Эти черепа – не единственные экспонаты в Музее медицинской истории Мюттера. Помимо срезов мозга Эйнштейна и увеличенных копий всех мыслимых и немыслимых травм глаза, на которые я без боли смотреть не могу, этот музей стал домом для «Американского гиганта» Мюттера – останков женщины, настолько сильно и долго затянутой в корсет, что он изменил структуру ее костей, – а также десятков других людей, последним призванием которых оказалась роль учебного пособия по анатомии. Это место, населенное необыкновенными мертвецами, – своего рода медицинский мавзолей с эстетикой девятнадцатого века, в котором изучающий анатомию студент Викторианской эпохи почувствовал бы себя как дома. Все эти ряды ящиков отдают чем-то готическим, не говоря про жуткую мысль о том, что на тебя тоже могли бы смотреть как на очередной экспонат, живи ты в эпоху расцвета музея: анатомы прошлых лет зачастую были готовы закрыть глаза на этику, когда им представлялась возможность заполучить в свой кабинет новый примечательный экземпляр. Эти кости обрели вторую жизнь, сохранив свою историю среди многочисленных ящиков и полок. Каждая кость в коллекции отражает миллионы лет эволюции, сделавшей нас такими, какие мы есть, и продолжающейся до сих пор. Каждый скелет бедняка или богача, больного или здорового является примером разнообразной и стойкой жизни.

::::

## Задания
**a)** Что, согласно отрывку о Музее Мюттера, изменил корсет, в который женщину затягивали сильно и долго?
**b)** Пожалуйста, продолжите отрывок о Музее Мюттера с того места, где он заканчивается.

## Исходные данные
::::

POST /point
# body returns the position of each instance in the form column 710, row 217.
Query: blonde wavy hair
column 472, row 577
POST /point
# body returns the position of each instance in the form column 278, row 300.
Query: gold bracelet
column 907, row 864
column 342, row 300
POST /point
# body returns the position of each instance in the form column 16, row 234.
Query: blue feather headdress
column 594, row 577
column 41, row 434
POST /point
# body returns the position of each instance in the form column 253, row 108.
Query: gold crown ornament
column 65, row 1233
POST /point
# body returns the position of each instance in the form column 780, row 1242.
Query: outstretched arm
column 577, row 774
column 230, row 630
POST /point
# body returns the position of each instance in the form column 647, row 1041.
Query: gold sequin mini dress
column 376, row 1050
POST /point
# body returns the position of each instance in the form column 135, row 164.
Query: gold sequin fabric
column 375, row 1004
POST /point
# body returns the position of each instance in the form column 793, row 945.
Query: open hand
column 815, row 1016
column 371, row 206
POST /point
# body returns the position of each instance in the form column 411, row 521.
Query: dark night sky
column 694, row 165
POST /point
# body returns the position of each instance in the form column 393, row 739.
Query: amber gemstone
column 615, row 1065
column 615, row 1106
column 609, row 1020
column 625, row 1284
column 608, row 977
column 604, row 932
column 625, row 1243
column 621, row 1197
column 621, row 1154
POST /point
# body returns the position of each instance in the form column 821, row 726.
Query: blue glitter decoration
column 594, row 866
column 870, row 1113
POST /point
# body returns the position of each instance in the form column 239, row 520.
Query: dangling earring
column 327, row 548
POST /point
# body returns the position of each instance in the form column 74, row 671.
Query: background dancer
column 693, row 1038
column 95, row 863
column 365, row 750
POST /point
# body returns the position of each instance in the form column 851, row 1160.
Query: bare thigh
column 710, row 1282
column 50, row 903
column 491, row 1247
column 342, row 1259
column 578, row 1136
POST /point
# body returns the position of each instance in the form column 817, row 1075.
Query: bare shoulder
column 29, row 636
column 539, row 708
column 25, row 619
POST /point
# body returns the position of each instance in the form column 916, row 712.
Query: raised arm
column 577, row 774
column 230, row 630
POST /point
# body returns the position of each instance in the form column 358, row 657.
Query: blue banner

::::

## Ответы
**a)** Структуру ее костей.

**b)**
Стоит признать, что я не уделял особого внимания человеческим костям до посещения Музея Мюттера тем зябким февральским утром. Моя страсть к костям началась с палеонтологии.
Я жил всего в часе езды от Музея Мюттера и вечно обещал себе, что когда-нибудь непременно там побываю. Тем не менее каждый раз, когда у меня оказывалось достаточно свободного времени и наличных денег, чтобы наконец посетить музей, я неизбежно отправлялся вместо этого на электричке на север, чтобы полюбоваться на громадные скелеты динозавров и другие доисторические диковины в Американском музее естественной истории в Манхэттене. Окаменелые кости всех форм и размеров очаровывали меня, особенно собранные в целые скелеты.
Мое пристрастие привело к тому, что я обосновался на западе США, где каждое лето неделями помогал музеям и университетским археологическим группам раскапывать хрупкие кости, которые приоткрывали завесу тайны над потерянными мирами. Это тяжелая работа. Посреди пустыни наука сводится к тому, чтобы рыться в рассыпающейся породе в поисках кусочков доисторической жизни, чудесным образом сохранившихся до наших дней, используя кирку, лопату, щетку и гипс, чтобы обнажить и укрепить старые кости, прежде чем изъять их из естественных гробниц. Разумеется, весь этот ручной труд оставляет вдоволь времени на размышления, и бесконечный поток вопросов, порождаемый найденными костями, помогает людям, охваченным страстью к поиску ископаемых, терпеть солнечные ожоги, укусы мошкары, обезвоживание, а также впившиеся иголки кактуса, которым словно всегда известно самое уязвимое место в твоих ботинках.